- Problem to solve
The records below need retyping in full; give them again exactly.

Dataset records:

* Start *

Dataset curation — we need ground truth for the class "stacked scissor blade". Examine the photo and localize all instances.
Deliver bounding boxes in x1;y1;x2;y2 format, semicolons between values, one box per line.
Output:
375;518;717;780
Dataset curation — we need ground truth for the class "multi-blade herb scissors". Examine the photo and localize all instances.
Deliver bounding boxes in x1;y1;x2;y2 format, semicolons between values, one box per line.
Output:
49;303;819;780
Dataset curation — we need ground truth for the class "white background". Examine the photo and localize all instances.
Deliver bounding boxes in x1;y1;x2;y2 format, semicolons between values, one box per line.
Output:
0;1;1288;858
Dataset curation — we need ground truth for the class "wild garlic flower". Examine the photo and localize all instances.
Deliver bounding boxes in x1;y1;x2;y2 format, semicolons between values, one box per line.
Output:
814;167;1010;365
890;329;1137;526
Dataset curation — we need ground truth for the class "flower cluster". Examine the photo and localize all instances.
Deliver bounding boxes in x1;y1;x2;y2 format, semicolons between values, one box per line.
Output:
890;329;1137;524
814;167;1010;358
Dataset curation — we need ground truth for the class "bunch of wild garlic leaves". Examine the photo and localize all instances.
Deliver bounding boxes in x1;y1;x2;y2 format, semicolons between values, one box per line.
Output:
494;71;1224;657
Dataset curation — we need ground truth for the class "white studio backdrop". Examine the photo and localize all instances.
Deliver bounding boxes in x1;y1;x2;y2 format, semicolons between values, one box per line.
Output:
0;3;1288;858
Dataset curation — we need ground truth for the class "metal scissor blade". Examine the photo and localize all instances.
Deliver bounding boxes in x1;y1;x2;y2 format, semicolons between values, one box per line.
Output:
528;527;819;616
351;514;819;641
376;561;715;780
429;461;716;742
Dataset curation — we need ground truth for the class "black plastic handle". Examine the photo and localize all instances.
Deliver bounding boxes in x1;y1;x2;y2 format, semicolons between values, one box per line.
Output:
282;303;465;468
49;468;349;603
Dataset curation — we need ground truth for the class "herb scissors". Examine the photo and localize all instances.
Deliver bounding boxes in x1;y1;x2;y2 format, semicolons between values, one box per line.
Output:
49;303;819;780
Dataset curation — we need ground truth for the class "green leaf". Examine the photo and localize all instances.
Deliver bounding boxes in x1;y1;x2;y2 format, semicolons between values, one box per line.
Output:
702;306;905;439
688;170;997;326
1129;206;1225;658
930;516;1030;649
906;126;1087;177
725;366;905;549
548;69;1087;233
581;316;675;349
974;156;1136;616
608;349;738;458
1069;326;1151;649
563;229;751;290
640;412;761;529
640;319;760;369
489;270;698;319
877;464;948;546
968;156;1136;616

* End *

- Response to this exercise
Dataset curation — we need ground truth for the class "stacked scissor blade". Examine the photo and localize all instances.
Deliver bounding boxes in x1;y1;x2;y2 format, semicolons between values, one box per line.
Output:
375;518;717;780
Dataset curation — we need ground truth for the class "multi-blade herb scissors". Examine the photo and localize all instances.
Deliver bounding boxes in x1;y1;x2;y2 format, semicolons between values, one box per line.
Output:
49;303;819;780
Dataset curation — we need ground truth for the class "white background". Examine the photo and localize all instances.
Deliver bounding boxes in x1;y1;x2;y2 format, semicolons between values, one box per line.
Output:
0;1;1288;858
Dataset curation — we need ground truth for the class "wild garlic flower". Examine the photo and localize all instances.
Deliver bounding boxes in x1;y1;x2;y2 format, semicolons between values, one box per line.
Output:
814;167;1010;365
890;329;1137;526
Dataset curation — we need ground truth for the class "flower cluster". Examine the photo and localize all instances.
Deliver bounding boxes in x1;y1;x2;y2 format, semicolons between values, one box per line.
Output:
890;329;1137;524
814;167;1010;358
Dataset curation — we need ground truth for the class "bunch of wild garlic leaves". Examine the photo and localize all instances.
Deliver bounding boxes in x1;y1;x2;y2 format, semicolons between values, one box per line.
Output:
494;71;1224;657
Dataset curation — we need ground truth for the class "white studio backdrop". Examine the photo and localize all instances.
Deliver bounding boxes in x1;y1;x2;y2 format, semicolons between values, one box per line.
Output:
0;3;1288;858
Dataset curation — we need ground truth for the class "metal scissor blade". Examine the photo and localize all instances.
Deliver bounding boxes in x1;y1;x2;y2 format, semicolons between values, one box per line.
Output:
528;527;819;616
351;514;819;641
376;561;715;780
429;461;716;742
Dataset curation — we need ground truth for the class "black plastic handle". Examine the photo and localize all instances.
Deliver bounding boxes in x1;y1;x2;y2 format, semicolons between values, one box per line.
Output:
282;303;465;468
49;468;349;603
Dataset curation — we need ground truth for the class "herb scissors". Examine the photo and localize all instances.
Deliver bounding boxes in x1;y1;x2;y2 format, semicolons between values, one box per line.
Output:
49;303;819;780
Dataset curation — we need ground truth for the class "green leaf". Examine the photo and localize all instances.
Deliver bounding boxes in x1;y1;x2;y2 format, semicolons between values, one box per line.
Output:
702;306;905;439
688;170;997;326
1129;206;1225;658
930;516;1030;649
906;126;1087;177
725;366;905;549
548;69;1087;233
581;316;675;349
974;156;1136;616
608;349;738;458
1069;326;1151;649
563;229;751;290
640;412;761;529
640;319;760;369
489;270;698;319
877;464;948;546
968;156;1136;616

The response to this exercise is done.